#### [TEXT]
________________
In Proxmox, faulty disks can also be identified from the Node → Disks → Ceph OSDs tab, which shows SMART status and usage metrics.
Step 4: Network Health and Latency Checks
Ceph performance heavily depends on network latency and bandwidth.
In Proxmox HCI, you typically use two network interfaces per node:
- Public (Proxmox management + client I/O)
- Cluster (Ceph replication and heartbeat traffic)
Verify network communication:
ping <node-ip>
ceph ping mon.<id>
Tips for optimal Ceph networking:
- Use 10 GbE or faster interfaces for the Ceph cluster network.
- Ensure MTU (e.g., jumbo frames 9000) is consistent across switches and NICs.
- Separate Ceph traffic from VM migration or backup traffic.
If you notice slow ops
or degraded performance
in Ceph, network packet loss or high latency is often the culprit.
Step 5: Checking Monitor (MON) and Manager (MGR) Daemons
Ceph monitors (MONs) maintain cluster maps and manage quorum; managers (MGRs) provide additional monitoring and management services.
View MON status:
ceph quorum_status --format json-pretty
You should see all MON nodes listed and “in quorum.”
If quorum is lost, the cluster may enter read-only mode.
Restart a failed MON:
systemctl restart ceph-mon@<id>
Check MGR status:
ceph mgr stat
At least one MGR should always be active; others remain standby.
In Proxmox, you can verify these daemons under Ceph → Services.
Step 6: Review Logs and Metrics
When the root cause isn’t immediately clear, logs hold the answers.
Where to look:
- Ceph logs:
/var/log/ceph/
- System logs:
journalctl -u ceph*
- Proxmox logs:
/var/log/syslog
and/var/log/pve/tasks/
You can also use:
ceph tell <daemon> log last 50
to view recent events from a specific daemon.
Enable the Ceph Dashboard (available directly in Proxmox VE 9+):
ceph mgr module enable dashboard
This gives you visual insights into performance metrics, pool utilization, and warning trends.
________________
#### [PROBLEM TO WORK ON]
From the Ceph troubleshooting text above, write out word for word the part that starts at "Step 5: Checking" and ends with "hold the answers.".
________________
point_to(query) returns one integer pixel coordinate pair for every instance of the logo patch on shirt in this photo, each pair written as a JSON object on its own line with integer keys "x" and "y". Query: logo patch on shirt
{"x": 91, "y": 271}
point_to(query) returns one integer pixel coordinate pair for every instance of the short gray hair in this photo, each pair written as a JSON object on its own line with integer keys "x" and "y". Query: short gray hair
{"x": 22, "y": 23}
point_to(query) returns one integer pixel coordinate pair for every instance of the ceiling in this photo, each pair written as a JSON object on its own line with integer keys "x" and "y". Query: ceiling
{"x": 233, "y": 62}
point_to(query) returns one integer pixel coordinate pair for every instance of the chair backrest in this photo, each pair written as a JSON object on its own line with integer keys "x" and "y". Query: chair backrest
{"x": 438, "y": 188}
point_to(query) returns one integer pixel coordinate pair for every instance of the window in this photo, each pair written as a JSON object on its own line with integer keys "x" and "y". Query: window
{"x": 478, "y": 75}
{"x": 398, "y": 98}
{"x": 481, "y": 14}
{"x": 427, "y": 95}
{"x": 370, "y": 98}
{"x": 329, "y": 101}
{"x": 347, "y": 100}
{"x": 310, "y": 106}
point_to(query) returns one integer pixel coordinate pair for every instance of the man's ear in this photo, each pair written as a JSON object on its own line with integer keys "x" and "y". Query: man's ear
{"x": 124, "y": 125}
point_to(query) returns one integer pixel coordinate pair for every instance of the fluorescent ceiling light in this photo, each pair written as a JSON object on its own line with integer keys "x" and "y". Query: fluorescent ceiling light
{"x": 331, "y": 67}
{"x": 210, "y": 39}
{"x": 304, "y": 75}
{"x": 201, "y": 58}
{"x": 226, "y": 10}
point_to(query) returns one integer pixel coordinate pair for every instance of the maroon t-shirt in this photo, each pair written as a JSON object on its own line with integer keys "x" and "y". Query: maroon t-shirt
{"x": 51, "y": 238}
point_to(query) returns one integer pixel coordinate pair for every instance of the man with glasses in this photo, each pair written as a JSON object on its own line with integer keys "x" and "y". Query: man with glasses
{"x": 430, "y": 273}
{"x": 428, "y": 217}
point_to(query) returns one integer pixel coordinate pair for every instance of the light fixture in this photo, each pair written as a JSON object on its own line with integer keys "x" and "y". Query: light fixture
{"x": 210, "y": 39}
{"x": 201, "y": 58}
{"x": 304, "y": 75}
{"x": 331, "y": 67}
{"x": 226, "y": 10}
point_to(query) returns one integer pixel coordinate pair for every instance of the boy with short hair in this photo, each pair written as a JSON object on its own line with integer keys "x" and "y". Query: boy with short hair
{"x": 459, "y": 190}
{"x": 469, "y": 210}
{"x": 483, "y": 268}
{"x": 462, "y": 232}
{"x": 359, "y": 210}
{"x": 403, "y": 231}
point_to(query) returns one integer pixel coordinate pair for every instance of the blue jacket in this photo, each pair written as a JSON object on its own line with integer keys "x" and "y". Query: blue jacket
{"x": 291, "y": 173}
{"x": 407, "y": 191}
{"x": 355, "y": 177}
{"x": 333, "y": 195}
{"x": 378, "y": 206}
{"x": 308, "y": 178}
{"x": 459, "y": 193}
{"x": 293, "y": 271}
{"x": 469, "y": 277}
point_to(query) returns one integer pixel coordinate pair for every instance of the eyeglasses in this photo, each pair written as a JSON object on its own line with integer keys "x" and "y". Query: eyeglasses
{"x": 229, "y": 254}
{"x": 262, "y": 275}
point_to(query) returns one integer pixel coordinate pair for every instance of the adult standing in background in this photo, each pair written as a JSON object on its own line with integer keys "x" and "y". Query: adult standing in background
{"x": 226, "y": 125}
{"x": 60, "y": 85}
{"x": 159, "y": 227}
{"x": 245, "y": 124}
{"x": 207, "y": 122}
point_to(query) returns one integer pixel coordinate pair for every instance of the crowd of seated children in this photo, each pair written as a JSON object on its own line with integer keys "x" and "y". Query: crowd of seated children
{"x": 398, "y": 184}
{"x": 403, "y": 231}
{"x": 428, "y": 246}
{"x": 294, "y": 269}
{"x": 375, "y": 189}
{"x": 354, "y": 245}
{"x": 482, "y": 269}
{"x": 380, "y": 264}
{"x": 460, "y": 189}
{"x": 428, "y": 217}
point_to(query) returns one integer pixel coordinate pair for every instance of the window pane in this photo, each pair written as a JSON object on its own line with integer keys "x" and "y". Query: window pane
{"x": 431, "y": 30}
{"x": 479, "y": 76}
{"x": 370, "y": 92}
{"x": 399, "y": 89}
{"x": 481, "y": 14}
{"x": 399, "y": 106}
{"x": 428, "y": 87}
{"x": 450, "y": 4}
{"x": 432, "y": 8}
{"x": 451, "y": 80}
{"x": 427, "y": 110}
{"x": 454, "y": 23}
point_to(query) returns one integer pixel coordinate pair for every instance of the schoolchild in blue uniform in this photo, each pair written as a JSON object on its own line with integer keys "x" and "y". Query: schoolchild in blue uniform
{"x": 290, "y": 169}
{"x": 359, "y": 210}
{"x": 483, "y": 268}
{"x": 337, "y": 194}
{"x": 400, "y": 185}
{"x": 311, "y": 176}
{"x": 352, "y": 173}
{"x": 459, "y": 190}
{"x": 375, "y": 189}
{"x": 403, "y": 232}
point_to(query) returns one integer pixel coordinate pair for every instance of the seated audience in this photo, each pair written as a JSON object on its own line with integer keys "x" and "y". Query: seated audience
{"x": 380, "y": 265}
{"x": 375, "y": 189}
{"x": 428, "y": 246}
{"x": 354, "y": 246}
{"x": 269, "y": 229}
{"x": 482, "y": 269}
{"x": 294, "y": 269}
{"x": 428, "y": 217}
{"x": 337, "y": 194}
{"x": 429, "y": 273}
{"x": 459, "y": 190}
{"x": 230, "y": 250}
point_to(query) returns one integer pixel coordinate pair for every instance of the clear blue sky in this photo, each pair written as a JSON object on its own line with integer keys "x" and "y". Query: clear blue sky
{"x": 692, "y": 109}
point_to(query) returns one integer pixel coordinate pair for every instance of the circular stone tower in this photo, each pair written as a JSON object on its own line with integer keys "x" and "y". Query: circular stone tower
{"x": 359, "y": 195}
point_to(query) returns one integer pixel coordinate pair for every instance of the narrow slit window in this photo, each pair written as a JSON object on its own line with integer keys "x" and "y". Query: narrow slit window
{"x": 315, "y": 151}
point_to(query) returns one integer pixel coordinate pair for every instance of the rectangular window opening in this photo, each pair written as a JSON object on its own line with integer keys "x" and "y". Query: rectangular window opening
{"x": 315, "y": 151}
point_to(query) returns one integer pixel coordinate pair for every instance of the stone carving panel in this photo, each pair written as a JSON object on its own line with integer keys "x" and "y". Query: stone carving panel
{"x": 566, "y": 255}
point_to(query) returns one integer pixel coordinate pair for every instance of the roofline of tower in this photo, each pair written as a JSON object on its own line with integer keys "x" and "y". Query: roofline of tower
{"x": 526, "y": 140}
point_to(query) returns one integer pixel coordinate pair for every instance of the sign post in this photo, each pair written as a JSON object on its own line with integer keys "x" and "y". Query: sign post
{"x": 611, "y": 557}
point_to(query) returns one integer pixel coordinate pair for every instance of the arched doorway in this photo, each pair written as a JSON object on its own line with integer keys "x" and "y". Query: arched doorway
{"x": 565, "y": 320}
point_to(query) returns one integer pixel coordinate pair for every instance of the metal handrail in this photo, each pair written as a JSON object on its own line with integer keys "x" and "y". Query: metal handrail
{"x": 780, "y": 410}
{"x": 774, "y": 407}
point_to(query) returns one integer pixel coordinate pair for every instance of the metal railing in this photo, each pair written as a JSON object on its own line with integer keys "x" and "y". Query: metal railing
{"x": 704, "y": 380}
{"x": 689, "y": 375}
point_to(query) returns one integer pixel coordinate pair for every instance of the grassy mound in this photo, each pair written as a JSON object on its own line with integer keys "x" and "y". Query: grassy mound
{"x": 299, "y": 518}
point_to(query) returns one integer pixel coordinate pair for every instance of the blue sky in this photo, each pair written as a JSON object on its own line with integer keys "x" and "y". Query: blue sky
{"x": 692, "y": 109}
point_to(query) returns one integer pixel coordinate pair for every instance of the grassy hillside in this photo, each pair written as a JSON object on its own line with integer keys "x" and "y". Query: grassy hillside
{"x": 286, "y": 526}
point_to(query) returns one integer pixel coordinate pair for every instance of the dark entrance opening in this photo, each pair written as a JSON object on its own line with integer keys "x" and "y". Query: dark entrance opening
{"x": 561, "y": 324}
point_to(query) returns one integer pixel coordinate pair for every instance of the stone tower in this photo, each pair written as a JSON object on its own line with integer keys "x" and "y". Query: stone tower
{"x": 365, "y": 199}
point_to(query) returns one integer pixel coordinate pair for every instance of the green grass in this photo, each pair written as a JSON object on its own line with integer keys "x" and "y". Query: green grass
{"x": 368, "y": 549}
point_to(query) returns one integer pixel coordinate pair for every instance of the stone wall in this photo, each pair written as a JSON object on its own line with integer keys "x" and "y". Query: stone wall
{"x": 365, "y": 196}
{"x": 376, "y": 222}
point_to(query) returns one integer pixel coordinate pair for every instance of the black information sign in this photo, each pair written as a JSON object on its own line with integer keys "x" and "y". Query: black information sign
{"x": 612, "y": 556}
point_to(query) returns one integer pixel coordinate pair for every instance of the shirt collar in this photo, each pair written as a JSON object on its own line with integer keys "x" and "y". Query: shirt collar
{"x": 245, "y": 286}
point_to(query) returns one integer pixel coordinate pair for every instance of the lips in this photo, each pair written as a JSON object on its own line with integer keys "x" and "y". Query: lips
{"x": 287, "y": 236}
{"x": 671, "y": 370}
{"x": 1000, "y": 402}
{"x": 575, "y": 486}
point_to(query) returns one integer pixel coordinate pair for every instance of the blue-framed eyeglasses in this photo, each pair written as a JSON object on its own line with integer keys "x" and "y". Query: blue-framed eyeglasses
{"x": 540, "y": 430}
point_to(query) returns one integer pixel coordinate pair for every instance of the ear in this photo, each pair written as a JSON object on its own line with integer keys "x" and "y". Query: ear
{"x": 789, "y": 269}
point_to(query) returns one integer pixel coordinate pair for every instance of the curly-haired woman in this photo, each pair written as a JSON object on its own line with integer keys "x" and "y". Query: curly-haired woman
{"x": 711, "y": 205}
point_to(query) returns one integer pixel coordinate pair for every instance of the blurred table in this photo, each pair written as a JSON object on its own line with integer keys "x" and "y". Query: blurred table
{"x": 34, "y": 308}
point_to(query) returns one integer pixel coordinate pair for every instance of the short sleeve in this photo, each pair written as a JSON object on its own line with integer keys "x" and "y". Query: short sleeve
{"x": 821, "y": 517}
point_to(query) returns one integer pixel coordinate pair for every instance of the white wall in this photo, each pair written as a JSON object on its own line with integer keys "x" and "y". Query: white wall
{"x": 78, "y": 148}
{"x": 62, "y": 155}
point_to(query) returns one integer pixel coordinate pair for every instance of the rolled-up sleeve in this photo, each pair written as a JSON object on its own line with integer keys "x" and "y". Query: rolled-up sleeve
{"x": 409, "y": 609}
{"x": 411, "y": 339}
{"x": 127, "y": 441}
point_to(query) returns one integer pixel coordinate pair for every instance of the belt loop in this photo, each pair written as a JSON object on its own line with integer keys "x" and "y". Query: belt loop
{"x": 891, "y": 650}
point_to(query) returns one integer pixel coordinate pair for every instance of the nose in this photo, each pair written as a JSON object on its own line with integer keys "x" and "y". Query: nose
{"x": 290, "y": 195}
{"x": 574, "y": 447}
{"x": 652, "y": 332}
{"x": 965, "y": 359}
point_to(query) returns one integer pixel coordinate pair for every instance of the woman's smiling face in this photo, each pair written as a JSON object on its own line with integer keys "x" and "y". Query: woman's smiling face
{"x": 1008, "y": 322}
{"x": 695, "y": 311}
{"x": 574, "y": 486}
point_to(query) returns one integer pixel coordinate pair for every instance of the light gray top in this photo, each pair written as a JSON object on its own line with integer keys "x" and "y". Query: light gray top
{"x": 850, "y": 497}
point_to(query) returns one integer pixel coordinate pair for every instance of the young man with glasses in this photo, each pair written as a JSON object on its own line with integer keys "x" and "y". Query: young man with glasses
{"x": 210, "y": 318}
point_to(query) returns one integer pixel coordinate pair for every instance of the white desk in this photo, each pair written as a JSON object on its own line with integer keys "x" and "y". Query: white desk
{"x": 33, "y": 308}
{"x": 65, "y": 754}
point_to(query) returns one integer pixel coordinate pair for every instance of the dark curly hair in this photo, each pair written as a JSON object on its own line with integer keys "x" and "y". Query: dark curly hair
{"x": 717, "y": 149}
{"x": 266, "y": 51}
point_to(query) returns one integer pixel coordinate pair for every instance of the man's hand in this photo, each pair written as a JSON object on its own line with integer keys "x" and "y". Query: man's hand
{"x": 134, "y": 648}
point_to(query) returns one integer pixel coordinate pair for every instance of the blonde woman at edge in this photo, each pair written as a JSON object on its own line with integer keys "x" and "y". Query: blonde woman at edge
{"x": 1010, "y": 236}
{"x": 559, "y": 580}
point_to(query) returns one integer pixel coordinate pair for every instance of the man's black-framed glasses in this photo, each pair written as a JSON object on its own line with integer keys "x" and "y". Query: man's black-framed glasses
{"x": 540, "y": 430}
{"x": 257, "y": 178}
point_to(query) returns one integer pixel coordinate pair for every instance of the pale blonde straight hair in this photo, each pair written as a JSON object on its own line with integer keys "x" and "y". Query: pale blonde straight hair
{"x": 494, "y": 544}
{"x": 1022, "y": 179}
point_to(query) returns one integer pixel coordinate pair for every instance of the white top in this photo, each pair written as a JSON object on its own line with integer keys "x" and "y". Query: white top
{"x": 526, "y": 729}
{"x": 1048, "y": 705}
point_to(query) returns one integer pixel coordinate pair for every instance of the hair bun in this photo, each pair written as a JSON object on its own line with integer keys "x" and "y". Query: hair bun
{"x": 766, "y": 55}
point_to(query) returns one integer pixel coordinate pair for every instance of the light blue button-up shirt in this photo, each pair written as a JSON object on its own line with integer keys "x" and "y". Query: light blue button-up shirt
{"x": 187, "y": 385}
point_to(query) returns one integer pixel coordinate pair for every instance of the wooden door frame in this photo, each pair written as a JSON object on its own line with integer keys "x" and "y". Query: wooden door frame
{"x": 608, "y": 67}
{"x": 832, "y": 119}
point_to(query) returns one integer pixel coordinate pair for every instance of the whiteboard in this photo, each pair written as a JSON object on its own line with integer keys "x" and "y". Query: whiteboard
________________
#### [EXERCISE RESULT]
Step 5: Checking Monitor (MON) and Manager (MGR) Daemons
Ceph monitors (MONs) maintain cluster maps and manage quorum; managers (MGRs) provide additional monitoring and management services.
View MON status:
ceph quorum_status --format json-pretty
You should see all MON nodes listed and “in quorum.”
If quorum is lost, the cluster may enter read-only mode.
Restart a failed MON:
systemctl restart ceph-mon@<id>
Check MGR status:
ceph mgr stat
At least one MGR should always be active; others remain standby.
In Proxmox, you can verify these daemons under Ceph → Services.
Step 6: Review Logs and Metrics
When the root cause isn’t immediately clear, logs hold the answers.